▸ Goal: Write out every entry exactly as it stands.

--- begin Task data ---

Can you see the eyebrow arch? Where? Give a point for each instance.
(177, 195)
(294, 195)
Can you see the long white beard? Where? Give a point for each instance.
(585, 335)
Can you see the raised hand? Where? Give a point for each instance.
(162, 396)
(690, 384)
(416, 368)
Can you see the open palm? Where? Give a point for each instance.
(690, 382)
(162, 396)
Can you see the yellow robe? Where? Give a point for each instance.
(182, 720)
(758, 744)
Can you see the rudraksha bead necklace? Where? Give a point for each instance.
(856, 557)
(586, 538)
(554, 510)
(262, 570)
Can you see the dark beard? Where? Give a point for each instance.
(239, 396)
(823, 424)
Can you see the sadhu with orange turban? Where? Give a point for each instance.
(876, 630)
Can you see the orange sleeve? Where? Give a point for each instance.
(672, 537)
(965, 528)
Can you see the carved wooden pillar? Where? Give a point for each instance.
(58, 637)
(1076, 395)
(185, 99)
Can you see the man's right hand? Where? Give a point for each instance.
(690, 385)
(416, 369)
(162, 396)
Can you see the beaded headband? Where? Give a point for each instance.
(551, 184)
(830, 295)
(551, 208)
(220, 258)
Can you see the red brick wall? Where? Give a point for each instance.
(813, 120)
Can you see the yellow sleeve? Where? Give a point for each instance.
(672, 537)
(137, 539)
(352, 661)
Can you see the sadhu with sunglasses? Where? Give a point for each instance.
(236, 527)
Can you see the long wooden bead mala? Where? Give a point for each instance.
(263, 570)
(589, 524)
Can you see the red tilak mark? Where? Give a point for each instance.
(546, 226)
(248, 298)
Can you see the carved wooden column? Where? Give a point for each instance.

--- end Task data ---

▸ Finished task:
Can you see the eyebrow arch? Where? Give a point for each instance.
(177, 195)
(294, 195)
Can you see the long white beard? Where? Give a point for each instance.
(585, 335)
Can you see the raised hand? Where? Give a point for each instance.
(162, 396)
(690, 384)
(416, 368)
Can you see the open palm? Where? Give a point for each instance.
(690, 382)
(162, 396)
Can you see the yellow robe? Where? Give a point for each instance.
(182, 720)
(758, 744)
Can you see the rudraksha bead necklace? Where? Give a point for each instance.
(856, 557)
(586, 538)
(554, 510)
(262, 570)
Can you see the dark beard? Where? Give a point for each instance.
(239, 396)
(823, 424)
Can you see the sadhu with orange turban? Where? Give a point for each instance.
(876, 630)
Can you see the orange sleeve? Where? Give a point for each instance.
(672, 537)
(965, 528)
Can you see the carved wooden pillar? Where? Give a point for each instance.
(58, 637)
(1076, 395)
(185, 99)
Can you see the man's right hand? Where? Give a point for each instance.
(690, 385)
(416, 369)
(162, 396)
Can you see the beaded headband? Where? Give a point for each instance.
(551, 184)
(830, 295)
(551, 208)
(220, 258)
Can you see the red brick wall? Where? Give a point for each instance.
(813, 120)
Can you see the yellow sleeve? Where? Give a point for each instance.
(672, 537)
(137, 539)
(352, 661)
Can you see the sadhu with sunglasses? Where? Give a point for each instance.
(236, 527)
Can you see the long wooden bead mala? Where? Give a point for each instance.
(263, 570)
(589, 524)
Can you see the red tilak mark? Where? Give a point for each instance.
(546, 226)
(248, 298)
Can you see the carved wooden column? Where? Give a point for each instance.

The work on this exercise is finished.